• **MATERIALS PROVIDED**:

____

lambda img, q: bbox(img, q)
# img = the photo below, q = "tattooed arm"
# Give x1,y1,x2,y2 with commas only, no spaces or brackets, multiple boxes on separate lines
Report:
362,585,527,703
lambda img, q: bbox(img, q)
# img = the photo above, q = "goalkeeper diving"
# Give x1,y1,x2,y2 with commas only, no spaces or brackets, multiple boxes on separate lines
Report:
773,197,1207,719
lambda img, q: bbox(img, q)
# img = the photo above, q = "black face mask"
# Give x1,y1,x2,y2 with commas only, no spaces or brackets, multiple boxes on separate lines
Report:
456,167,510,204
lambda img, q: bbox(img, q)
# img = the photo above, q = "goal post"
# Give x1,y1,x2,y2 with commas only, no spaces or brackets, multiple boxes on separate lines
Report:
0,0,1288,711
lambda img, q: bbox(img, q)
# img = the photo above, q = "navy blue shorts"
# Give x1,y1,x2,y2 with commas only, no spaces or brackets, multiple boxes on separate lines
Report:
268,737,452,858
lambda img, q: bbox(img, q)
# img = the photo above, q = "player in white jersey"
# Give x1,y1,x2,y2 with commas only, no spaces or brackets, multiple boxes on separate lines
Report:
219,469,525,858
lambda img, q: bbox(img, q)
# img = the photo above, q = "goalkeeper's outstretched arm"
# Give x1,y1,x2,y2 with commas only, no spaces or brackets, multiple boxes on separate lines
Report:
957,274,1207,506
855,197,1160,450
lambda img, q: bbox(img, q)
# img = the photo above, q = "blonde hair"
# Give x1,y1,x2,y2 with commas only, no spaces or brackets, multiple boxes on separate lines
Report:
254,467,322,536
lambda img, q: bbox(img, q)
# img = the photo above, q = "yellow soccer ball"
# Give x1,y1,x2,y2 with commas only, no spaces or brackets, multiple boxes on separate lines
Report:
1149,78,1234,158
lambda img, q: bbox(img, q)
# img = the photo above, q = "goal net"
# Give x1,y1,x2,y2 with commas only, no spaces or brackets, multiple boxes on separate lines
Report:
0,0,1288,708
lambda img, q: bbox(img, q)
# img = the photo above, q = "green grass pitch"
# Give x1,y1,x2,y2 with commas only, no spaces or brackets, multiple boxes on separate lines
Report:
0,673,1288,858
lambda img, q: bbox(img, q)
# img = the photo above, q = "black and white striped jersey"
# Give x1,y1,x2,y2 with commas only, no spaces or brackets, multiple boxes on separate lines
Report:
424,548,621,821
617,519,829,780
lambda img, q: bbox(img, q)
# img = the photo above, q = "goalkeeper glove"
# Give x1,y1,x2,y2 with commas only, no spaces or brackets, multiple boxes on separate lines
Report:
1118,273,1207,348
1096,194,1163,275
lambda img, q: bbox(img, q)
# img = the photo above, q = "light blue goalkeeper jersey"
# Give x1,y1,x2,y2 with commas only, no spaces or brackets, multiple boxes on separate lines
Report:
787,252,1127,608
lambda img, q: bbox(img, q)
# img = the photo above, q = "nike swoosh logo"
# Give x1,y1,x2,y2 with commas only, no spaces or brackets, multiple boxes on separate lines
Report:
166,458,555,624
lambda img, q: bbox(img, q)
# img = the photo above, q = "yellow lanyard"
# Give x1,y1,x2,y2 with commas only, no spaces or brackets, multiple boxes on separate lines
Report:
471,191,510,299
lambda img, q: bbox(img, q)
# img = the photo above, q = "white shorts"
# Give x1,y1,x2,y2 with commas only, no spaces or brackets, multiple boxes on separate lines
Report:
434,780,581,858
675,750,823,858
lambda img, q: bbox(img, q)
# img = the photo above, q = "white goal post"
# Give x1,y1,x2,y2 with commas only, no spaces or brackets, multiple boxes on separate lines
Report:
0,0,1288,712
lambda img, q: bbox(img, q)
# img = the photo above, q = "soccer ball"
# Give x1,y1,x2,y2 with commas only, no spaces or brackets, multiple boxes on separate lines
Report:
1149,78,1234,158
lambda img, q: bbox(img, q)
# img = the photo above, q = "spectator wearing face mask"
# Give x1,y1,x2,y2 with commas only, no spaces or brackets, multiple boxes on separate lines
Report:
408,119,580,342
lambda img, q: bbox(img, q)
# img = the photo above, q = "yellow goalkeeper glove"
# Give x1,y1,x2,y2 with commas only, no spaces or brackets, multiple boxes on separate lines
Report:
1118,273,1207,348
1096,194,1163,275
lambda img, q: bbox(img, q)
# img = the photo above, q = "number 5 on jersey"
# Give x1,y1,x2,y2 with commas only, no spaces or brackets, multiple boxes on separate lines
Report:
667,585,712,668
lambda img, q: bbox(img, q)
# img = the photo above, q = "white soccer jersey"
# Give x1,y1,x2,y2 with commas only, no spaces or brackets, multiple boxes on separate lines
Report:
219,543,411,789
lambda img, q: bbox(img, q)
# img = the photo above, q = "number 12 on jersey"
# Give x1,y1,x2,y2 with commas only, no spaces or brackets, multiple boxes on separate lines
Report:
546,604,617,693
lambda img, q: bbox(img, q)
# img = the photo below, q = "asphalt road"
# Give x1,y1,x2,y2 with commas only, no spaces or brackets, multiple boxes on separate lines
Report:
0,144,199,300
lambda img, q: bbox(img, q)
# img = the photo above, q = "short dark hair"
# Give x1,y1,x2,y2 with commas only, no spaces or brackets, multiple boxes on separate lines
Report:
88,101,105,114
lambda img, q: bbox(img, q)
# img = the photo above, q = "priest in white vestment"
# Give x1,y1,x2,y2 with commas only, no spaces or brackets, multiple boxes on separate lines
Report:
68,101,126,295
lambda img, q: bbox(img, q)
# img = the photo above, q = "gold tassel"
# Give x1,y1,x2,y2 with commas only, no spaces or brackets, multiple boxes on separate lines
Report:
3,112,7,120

____

• **PROBLEM STATEMENT**:
Please list every line of the entries above that contains the string "glove", copying each one in full. Case counts, so only matches in the same case qualify.

• **WRITTEN SOLUTION**:
# img = the photo above, q = "goalkeeper glove"
# img = the photo above, q = "yellow goalkeeper glove"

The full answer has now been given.